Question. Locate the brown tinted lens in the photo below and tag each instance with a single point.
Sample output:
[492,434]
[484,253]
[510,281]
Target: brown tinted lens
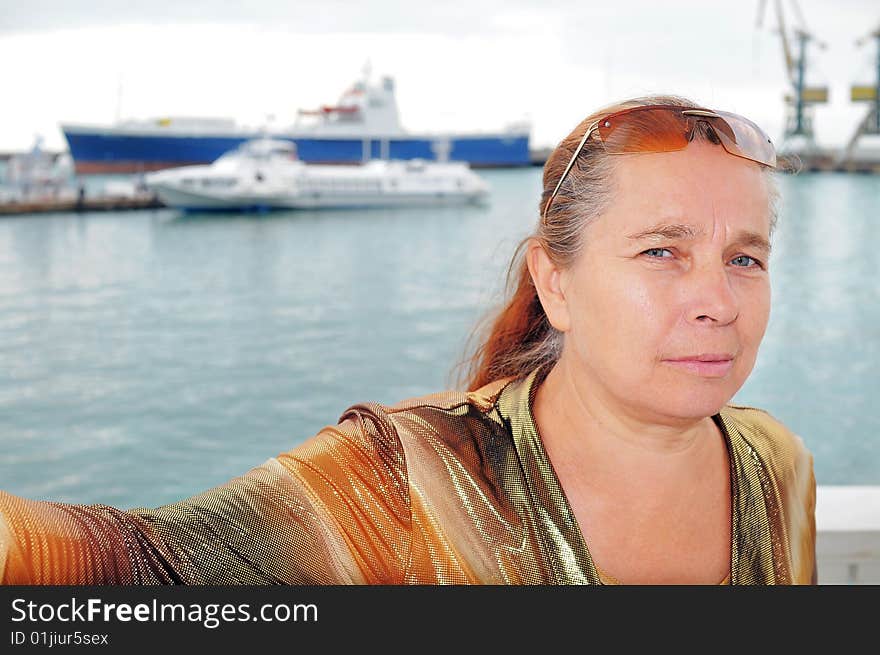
[648,129]
[743,138]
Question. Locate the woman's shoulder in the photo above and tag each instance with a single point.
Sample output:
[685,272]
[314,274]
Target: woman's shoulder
[773,441]
[367,433]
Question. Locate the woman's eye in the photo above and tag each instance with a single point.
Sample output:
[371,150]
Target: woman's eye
[743,261]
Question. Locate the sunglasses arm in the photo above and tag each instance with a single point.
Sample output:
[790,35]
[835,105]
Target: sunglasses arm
[577,151]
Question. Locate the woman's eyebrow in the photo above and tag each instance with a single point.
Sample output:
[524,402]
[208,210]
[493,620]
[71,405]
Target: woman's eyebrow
[670,231]
[667,231]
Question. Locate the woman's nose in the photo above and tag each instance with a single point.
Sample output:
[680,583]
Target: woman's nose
[710,295]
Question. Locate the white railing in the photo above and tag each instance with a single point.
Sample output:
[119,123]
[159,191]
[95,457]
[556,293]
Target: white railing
[848,534]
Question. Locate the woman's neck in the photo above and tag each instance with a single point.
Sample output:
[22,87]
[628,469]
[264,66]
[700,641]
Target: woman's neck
[582,425]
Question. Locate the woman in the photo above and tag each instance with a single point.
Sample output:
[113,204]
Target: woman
[595,444]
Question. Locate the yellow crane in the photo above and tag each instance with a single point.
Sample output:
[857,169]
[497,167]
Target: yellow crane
[800,100]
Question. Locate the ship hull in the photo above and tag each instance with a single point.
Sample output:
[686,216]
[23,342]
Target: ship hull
[106,151]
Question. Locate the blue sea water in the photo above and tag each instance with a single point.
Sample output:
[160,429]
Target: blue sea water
[149,355]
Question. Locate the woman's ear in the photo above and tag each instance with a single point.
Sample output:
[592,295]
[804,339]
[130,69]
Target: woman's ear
[549,282]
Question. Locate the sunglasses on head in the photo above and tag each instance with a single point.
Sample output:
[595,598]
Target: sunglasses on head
[665,128]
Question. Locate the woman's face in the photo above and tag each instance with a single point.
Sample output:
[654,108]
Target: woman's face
[673,275]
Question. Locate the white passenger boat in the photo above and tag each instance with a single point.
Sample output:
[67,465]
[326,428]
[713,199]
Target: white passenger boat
[266,174]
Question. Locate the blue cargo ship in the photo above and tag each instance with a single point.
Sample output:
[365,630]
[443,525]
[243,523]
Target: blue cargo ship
[363,125]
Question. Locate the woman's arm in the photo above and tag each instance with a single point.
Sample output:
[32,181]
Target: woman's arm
[332,511]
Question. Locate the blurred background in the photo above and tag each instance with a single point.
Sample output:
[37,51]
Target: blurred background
[148,353]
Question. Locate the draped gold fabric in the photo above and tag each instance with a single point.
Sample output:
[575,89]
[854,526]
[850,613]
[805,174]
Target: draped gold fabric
[450,488]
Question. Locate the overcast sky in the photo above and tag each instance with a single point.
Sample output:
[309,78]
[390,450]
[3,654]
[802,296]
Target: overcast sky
[462,65]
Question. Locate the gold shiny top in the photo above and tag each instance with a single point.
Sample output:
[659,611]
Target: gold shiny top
[450,488]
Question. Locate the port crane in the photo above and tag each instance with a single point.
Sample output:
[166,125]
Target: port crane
[870,124]
[800,100]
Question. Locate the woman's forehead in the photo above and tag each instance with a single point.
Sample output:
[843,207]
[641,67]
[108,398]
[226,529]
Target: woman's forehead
[700,190]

--------

= Problem details =
Make an exact copy of all entries above, dropping the images.

= Expected answer =
Question. Locate the brown tinted lens in the photo below and tag each instance with a single point.
Sample output:
[492,434]
[484,253]
[510,281]
Target: brown tinted lens
[648,129]
[743,138]
Question. Locate the woman's shoulder in the photo above and tag each instance with a single point.
Sample output:
[685,272]
[314,274]
Target: woman's shoulder
[773,441]
[367,433]
Question. Locate the woman's eye in the photo above and tag each instance with a single point.
Sample output:
[371,150]
Target: woman's eye
[743,261]
Question. Locate the sunglasses arm in the photo above and tag each instance with a single point.
Sample output:
[790,35]
[835,105]
Target: sunglasses arm
[577,151]
Question. Locate the woman's eyebrow in the photo above and tag each instance with a single point.
Sample output:
[524,402]
[208,210]
[493,620]
[71,405]
Target: woman's eyebrow
[670,231]
[667,231]
Question. Locate the woman's nose in the photo above and tag each instance with a single point.
Sample output:
[680,583]
Target: woman's nose
[710,295]
Question. Locate the white railing in the photo above and tag each instance with a single point.
Sample output:
[119,123]
[159,191]
[95,457]
[556,293]
Target: white railing
[848,534]
Question. Locate the woman's neck in the photo above and tag each instance with a single point.
Sample output:
[22,87]
[628,469]
[264,66]
[700,641]
Target: woman's neck
[582,425]
Question. Locate the woman in the photo above and tag each instance with a single point.
Sample output:
[113,204]
Target: woman
[595,444]
Question. Locate the yellow crane in the photo above and tag each instance with a single point.
Sample output:
[857,169]
[497,167]
Target: yellow crane
[800,100]
Question. Locate the ship hull in the photo above and tag each instance with a single point.
Sample output:
[686,216]
[23,342]
Target: ship hull
[106,151]
Question. Locate the blue sea water in the photo above and tag each instance with a single point.
Sample output:
[160,429]
Target: blue sea water
[149,355]
Question. Locate the woman's ear in the photo above and tag each instance with a single point.
Sample output:
[592,295]
[804,339]
[130,69]
Target: woman's ear
[549,282]
Question. Locate the sunglasses on head in the photo above and tag each instance with a single point.
Sample output:
[595,598]
Target: sunglasses on head
[665,128]
Question. Locate the woman's face in the photo above and tag each instance with a single point.
Sample output:
[654,108]
Target: woman's face
[673,275]
Question. Locate the white passenger boat in the photo above and tag each instance with a single point.
Sample output:
[67,465]
[326,428]
[713,199]
Target: white passenger boat
[266,174]
Question. Locate the blue cargo ship in the photo above and tag each instance with a single point.
Sample output:
[365,630]
[443,525]
[243,523]
Target: blue cargo ship
[363,125]
Question. Locate the woman's arm in the photo above and tag each instance with a single point.
Sample output:
[32,181]
Target: woman's arm
[332,511]
Question. Locate the blurred background in the photo above and tag each instance with a single point.
Sample output:
[37,51]
Target: blurred background
[148,353]
Question. Locate the draped gold fabric in the photo above and tag each instance with a single point.
Sample output:
[575,89]
[854,526]
[850,613]
[805,174]
Target: draped gold fabric
[450,488]
Question. Locate the overcast sky in the photo above and tag each instance with a single point.
Sample output:
[309,78]
[390,450]
[3,654]
[802,296]
Target: overcast sky
[462,65]
Question. Locate the gold shiny top in the photo above and tag each instance with a single point.
Sample output:
[659,611]
Target: gold shiny top
[450,488]
Question. Locate the port crane in the photo above and tag each instance with a single point.
Sample output:
[166,125]
Target: port crane
[870,124]
[800,100]
Question. Locate the woman's forehead in the photo above and tag each instance with a single point.
Sample output:
[843,207]
[641,67]
[108,398]
[226,529]
Target: woman's forehead
[700,190]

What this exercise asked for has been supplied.